What you are asked to do
Please identify each line in the data below that contains the word "closet" and copy those lines. Case counts.

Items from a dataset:
┌────────

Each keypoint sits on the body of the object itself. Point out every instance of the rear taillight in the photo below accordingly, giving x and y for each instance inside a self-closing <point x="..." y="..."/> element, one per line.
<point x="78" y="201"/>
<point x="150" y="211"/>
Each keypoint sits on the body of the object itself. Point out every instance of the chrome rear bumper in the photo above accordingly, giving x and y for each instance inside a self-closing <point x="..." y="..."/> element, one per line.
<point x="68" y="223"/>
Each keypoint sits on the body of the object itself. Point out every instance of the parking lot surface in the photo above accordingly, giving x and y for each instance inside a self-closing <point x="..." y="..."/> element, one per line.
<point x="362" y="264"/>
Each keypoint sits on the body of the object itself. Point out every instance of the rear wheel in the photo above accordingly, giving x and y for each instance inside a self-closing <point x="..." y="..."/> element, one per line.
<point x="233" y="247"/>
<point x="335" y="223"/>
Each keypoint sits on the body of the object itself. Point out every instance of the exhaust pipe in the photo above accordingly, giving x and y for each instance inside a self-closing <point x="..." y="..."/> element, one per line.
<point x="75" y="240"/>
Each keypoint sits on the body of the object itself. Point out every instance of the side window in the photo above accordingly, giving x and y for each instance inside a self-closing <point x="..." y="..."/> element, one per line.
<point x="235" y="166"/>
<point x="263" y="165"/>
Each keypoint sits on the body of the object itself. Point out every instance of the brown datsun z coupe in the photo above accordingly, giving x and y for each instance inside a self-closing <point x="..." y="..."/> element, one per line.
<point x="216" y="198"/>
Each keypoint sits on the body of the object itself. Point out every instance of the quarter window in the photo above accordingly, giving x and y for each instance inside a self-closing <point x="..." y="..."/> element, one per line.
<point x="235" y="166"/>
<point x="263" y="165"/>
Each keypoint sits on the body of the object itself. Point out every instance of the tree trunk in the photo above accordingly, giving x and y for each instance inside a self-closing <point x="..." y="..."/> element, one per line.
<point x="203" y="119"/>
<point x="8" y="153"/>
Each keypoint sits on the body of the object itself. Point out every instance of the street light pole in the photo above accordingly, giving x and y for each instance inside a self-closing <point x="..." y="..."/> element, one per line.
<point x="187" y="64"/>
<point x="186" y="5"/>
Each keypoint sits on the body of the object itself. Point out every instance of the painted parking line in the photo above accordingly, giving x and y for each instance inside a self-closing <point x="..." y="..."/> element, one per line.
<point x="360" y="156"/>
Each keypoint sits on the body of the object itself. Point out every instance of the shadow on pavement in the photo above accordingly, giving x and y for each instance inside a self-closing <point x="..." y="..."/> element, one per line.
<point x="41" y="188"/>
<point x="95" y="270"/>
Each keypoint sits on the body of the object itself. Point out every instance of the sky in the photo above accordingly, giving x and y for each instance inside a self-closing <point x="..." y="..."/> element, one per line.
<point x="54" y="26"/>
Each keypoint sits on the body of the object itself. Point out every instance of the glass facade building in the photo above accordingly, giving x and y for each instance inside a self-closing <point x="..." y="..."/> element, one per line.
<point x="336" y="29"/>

└────────
┌────────

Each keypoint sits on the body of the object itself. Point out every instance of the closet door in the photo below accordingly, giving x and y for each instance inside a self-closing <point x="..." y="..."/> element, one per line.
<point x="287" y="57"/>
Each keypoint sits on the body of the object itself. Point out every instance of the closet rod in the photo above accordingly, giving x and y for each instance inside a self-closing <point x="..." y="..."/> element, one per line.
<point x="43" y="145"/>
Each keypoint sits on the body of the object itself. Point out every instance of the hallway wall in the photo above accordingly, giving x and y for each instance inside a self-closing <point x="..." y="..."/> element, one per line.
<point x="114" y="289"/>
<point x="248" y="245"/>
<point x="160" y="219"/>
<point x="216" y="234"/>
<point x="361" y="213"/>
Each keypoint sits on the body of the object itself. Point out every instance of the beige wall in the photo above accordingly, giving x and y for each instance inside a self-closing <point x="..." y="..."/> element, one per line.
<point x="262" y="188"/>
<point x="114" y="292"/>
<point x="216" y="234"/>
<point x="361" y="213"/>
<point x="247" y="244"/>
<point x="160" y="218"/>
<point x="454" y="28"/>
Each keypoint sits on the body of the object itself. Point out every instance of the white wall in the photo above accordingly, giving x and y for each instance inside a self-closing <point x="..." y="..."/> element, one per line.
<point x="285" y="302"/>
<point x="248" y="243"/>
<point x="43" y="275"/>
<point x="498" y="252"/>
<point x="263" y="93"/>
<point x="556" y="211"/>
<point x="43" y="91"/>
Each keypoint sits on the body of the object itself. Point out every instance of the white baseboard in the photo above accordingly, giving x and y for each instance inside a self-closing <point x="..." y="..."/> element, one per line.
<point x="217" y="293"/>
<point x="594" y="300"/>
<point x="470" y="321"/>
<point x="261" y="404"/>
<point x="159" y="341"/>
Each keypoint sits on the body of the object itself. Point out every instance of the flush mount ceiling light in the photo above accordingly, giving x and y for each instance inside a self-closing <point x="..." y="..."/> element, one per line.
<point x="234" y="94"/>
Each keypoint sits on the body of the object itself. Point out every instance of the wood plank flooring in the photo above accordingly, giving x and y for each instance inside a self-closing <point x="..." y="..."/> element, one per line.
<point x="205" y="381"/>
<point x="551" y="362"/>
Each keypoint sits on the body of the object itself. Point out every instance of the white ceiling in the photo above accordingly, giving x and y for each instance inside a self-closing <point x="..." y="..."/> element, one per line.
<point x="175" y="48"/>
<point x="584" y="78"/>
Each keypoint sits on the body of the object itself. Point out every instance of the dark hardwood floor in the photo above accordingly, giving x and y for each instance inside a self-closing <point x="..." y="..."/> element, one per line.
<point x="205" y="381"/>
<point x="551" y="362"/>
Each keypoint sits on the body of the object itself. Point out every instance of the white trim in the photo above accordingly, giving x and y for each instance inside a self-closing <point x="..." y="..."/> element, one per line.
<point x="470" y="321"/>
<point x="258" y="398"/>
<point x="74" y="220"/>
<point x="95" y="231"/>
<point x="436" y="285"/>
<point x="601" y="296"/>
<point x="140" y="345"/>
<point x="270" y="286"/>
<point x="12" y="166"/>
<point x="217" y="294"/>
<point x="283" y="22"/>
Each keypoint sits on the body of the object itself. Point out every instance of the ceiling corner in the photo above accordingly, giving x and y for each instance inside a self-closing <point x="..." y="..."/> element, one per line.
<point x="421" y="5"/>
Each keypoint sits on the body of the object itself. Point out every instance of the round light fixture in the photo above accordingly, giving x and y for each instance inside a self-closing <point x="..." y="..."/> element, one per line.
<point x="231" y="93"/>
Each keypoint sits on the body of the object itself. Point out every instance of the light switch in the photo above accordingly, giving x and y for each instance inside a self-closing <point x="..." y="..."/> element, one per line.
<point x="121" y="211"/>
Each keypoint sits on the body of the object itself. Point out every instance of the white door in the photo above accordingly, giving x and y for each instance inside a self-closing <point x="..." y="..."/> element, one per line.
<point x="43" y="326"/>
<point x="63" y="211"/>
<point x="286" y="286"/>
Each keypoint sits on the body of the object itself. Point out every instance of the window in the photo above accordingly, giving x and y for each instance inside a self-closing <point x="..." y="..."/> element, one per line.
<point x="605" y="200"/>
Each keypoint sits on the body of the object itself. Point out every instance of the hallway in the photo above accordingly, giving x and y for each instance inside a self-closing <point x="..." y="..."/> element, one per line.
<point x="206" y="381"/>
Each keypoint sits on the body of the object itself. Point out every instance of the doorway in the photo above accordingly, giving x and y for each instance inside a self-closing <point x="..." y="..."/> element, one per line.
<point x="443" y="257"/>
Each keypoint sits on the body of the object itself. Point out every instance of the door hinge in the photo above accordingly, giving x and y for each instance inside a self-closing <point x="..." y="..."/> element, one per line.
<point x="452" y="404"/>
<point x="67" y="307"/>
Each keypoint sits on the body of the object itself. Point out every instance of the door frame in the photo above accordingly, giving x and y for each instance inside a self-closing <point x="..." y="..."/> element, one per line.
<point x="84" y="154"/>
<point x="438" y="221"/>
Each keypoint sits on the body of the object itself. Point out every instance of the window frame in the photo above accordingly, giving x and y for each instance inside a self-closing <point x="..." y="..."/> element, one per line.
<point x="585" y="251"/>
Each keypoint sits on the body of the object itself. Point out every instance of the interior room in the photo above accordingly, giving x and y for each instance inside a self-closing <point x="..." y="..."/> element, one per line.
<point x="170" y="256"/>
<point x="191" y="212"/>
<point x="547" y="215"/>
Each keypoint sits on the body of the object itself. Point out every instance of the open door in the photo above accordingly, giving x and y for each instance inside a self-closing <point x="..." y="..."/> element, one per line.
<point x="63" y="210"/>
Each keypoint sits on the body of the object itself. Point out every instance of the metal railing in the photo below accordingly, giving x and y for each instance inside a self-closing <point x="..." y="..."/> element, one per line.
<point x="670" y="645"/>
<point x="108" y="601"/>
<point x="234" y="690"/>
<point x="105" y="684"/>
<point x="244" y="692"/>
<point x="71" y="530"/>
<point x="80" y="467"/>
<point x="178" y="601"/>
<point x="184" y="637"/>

└────────

Task answer
Each keypoint sits on the body of the object itself. Point out every instance of the closet door in the photo below accordingly, giving x and y for each instance inside a self-closing <point x="..." y="..."/> element, one per line.
Each keypoint sits on the body of the object itself. Point out every instance of the closet rod in the photo above accordingly, giving x and y for each instance inside a self-closing <point x="..." y="..."/> element, one per line.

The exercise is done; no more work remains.